[[ STUDY MATERIAL open ]]

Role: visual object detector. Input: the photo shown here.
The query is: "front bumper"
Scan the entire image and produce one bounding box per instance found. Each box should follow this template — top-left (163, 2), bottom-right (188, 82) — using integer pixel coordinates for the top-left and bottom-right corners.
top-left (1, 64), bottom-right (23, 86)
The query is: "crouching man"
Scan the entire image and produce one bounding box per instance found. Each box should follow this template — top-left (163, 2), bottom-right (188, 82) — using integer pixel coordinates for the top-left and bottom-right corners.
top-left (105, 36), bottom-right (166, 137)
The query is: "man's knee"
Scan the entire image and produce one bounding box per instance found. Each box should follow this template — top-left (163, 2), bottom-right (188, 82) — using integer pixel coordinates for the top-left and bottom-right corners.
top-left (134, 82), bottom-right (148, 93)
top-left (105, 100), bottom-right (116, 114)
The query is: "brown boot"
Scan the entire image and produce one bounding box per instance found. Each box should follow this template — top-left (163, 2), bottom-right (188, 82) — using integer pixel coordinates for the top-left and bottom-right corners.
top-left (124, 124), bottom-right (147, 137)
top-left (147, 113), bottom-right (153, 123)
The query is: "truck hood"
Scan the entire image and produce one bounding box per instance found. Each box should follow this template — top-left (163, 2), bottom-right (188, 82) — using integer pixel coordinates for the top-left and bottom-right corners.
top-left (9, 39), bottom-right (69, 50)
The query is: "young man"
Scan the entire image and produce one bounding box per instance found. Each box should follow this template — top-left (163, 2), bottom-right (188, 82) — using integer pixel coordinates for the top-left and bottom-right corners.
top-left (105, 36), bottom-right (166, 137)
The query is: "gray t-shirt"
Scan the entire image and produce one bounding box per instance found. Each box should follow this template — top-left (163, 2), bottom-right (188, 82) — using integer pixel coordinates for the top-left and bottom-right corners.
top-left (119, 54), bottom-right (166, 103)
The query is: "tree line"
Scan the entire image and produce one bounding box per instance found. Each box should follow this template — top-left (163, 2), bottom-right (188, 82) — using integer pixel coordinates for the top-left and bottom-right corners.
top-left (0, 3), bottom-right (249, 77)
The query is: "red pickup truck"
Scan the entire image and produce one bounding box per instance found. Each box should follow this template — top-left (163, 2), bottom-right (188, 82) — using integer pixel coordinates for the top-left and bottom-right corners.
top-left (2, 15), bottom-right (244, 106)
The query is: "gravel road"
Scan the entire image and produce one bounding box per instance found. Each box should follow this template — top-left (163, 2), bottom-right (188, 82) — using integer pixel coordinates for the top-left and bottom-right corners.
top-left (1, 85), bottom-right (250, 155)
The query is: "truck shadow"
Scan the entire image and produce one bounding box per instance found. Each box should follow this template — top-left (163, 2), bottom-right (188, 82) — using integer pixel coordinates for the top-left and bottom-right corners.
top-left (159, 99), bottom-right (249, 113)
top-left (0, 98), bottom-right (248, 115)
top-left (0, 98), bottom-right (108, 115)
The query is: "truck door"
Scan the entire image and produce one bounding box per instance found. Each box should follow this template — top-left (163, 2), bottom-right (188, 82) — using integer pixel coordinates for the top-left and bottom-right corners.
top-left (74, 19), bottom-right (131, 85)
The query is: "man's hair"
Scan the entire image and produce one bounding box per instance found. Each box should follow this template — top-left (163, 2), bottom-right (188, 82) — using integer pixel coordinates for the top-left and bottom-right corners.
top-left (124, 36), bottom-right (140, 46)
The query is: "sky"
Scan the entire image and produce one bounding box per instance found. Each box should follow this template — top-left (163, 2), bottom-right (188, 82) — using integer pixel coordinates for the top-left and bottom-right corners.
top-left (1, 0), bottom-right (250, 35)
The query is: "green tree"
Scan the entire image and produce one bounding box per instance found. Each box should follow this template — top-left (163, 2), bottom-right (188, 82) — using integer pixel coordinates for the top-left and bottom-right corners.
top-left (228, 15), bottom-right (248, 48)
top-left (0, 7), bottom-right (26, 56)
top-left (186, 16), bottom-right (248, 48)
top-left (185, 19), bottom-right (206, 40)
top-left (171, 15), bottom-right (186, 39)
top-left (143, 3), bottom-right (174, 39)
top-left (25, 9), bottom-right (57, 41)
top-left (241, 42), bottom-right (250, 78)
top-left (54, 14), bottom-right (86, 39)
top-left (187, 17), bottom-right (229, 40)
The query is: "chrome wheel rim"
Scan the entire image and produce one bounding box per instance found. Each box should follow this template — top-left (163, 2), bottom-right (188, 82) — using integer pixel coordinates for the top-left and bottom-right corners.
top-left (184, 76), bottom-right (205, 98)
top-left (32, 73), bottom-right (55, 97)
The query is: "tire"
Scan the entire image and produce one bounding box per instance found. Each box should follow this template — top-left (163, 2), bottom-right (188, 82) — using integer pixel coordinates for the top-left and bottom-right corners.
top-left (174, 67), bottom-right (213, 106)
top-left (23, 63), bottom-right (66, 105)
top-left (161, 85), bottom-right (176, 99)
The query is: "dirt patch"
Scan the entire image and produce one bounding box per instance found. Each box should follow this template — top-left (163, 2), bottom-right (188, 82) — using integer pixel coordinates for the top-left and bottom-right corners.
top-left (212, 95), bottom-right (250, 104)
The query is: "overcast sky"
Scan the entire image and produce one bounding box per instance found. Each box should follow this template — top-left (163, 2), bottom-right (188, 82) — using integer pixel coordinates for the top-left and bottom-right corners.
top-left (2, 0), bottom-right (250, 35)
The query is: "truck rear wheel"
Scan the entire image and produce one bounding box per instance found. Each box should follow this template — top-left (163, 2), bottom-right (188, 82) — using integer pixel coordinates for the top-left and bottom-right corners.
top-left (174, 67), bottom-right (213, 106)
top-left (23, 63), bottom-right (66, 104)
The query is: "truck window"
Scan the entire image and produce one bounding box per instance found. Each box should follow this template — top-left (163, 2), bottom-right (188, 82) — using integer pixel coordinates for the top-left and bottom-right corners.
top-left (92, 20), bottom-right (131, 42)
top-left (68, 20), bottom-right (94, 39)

[[ STUDY MATERIAL closed ]]

YOUR GOAL. A complete, exact copy of the material is required.

REPLY.
Role: visual object detector. Input: the photo shown here.
The query is: "front bumper"
Scan the entire image and produce one bounding box per instance found. Each box should follow this template — top-left (163, 2), bottom-right (188, 82) — using integer pixel coordinates for the top-left and bottom-right corners.
top-left (1, 64), bottom-right (23, 86)
The query is: "crouching man"
Scan the entire image and produce one bounding box per instance found. Each box should follow this template — top-left (163, 2), bottom-right (188, 82) — using integer pixel coordinates for the top-left and bottom-right corners.
top-left (105, 36), bottom-right (166, 137)
The query is: "man's knee"
Scan the entire image and produce one bounding box per instance found. Each box should follow this template — top-left (163, 2), bottom-right (188, 82) — using integer pixel coordinates for the top-left and bottom-right corners.
top-left (134, 82), bottom-right (148, 93)
top-left (105, 100), bottom-right (116, 114)
The query is: "brown boot"
Scan the entire image and produce one bounding box per instance found. Each box should follow this template — top-left (163, 2), bottom-right (188, 82) — using integer pixel coordinates for the top-left and bottom-right corners.
top-left (124, 124), bottom-right (147, 137)
top-left (147, 113), bottom-right (153, 123)
The query is: "truck hood"
Scan the entire image and produce one bounding box per instance found. Each box should follow this template — top-left (163, 2), bottom-right (188, 82) — using integer pixel coordinates for the top-left and bottom-right corners.
top-left (9, 39), bottom-right (69, 50)
The query is: "young man"
Scan the entire image and produce one bounding box per instance found. Each box should follow this template — top-left (163, 2), bottom-right (188, 82) — using integer pixel coordinates for the top-left and bottom-right corners.
top-left (105, 36), bottom-right (166, 137)
The query is: "gray t-shirt"
Scan the entire image and produce one bounding box per instance found. Each box should follow this template — top-left (163, 2), bottom-right (188, 82) — using integer pixel coordinates for the top-left and bottom-right corners.
top-left (119, 54), bottom-right (166, 103)
The query is: "tree line"
Scan the entire image and produce one bounding box per instance found. Each box should follow this template — top-left (163, 2), bottom-right (188, 82) — using integer pixel coordinates for the top-left and bottom-right corners.
top-left (0, 3), bottom-right (249, 77)
The query is: "red pickup truck"
Scan the entire image and produce one bounding box per instance found. Each box should follow this template — top-left (163, 2), bottom-right (188, 82) — using integer pixel coordinates for the top-left and bottom-right corners.
top-left (2, 15), bottom-right (244, 106)
The query is: "gravel road"
Scan the entire image and produce one bounding box per instance found. Each box should follow this template — top-left (163, 2), bottom-right (188, 82) — using integer pixel coordinates for the top-left and bottom-right corners.
top-left (1, 85), bottom-right (250, 155)
The query is: "truck shadow"
Scan the entire image and produce one bounding box per instance found. Each box should follow this template — top-left (163, 2), bottom-right (188, 82) — using integer pixel coordinates for the top-left and bottom-right corners.
top-left (159, 99), bottom-right (249, 113)
top-left (0, 98), bottom-right (248, 115)
top-left (0, 98), bottom-right (108, 115)
The query is: "truck door"
Scan the entire image and produce one bounding box per instance found. Each box should follow this template — top-left (163, 2), bottom-right (188, 82) — using integer pixel coordinates for the top-left and bottom-right corners.
top-left (74, 19), bottom-right (131, 85)
The query is: "man's hair"
Scan the entire image and produce one bounding box per instance found. Each box should follow this template — top-left (163, 2), bottom-right (188, 82) — using integer pixel coordinates for the top-left and bottom-right corners.
top-left (124, 36), bottom-right (140, 46)
The query is: "sky"
Scan the entire image and produce one bounding box per instance found. Each box should follow this template — top-left (163, 2), bottom-right (188, 82) — using integer pixel coordinates for the top-left and bottom-right corners.
top-left (1, 0), bottom-right (250, 35)
The query is: "green tree"
Scan the entire image and produce one bounding box per instance found. Each box should follow this template — top-left (163, 2), bottom-right (188, 82) — using integer pixel coordinates for the top-left and bottom-right corners.
top-left (228, 15), bottom-right (248, 48)
top-left (0, 7), bottom-right (26, 56)
top-left (186, 16), bottom-right (248, 48)
top-left (185, 19), bottom-right (206, 40)
top-left (171, 15), bottom-right (186, 39)
top-left (143, 3), bottom-right (174, 39)
top-left (25, 9), bottom-right (57, 41)
top-left (241, 42), bottom-right (250, 78)
top-left (54, 14), bottom-right (86, 39)
top-left (187, 17), bottom-right (229, 40)
The query is: "chrome wheel rim"
Scan the entire image and produce one bounding box per instance found. Each box should follow this template — top-left (163, 2), bottom-right (188, 82) — using integer pixel coordinates for the top-left and bottom-right corners.
top-left (184, 76), bottom-right (205, 98)
top-left (32, 73), bottom-right (55, 97)
The query is: "tire"
Scan the entire image and produce one bounding box per instance found. Each box should follow this template — top-left (163, 2), bottom-right (188, 82) — using integer pixel coordinates for the top-left and bottom-right corners.
top-left (174, 67), bottom-right (213, 106)
top-left (23, 63), bottom-right (66, 105)
top-left (161, 85), bottom-right (176, 99)
The query is: "dirt patch"
Scan the entire image and produce one bounding box per instance found. Each box should follow this template — top-left (163, 2), bottom-right (188, 82) — using integer pixel coordinates for the top-left and bottom-right corners.
top-left (212, 95), bottom-right (250, 104)
The query is: "overcast sky"
Scan the entire image and produce one bounding box per instance found. Each box should follow this template — top-left (163, 2), bottom-right (188, 82) — using integer pixel coordinates for the top-left and bottom-right corners.
top-left (2, 0), bottom-right (250, 35)
The query is: "truck rear wheel"
Scan the entire image and produce one bounding box per instance found. Each box should follow this template — top-left (163, 2), bottom-right (188, 82) — using integer pixel coordinates for the top-left and bottom-right corners.
top-left (174, 67), bottom-right (213, 106)
top-left (23, 63), bottom-right (66, 104)
The query is: "truck window"
Scan the entire image and produce one bounding box per instance found. Each box should follow this template — top-left (163, 2), bottom-right (188, 82) — using integer pixel coordinates for the top-left and bottom-right corners.
top-left (92, 20), bottom-right (131, 42)
top-left (68, 20), bottom-right (94, 39)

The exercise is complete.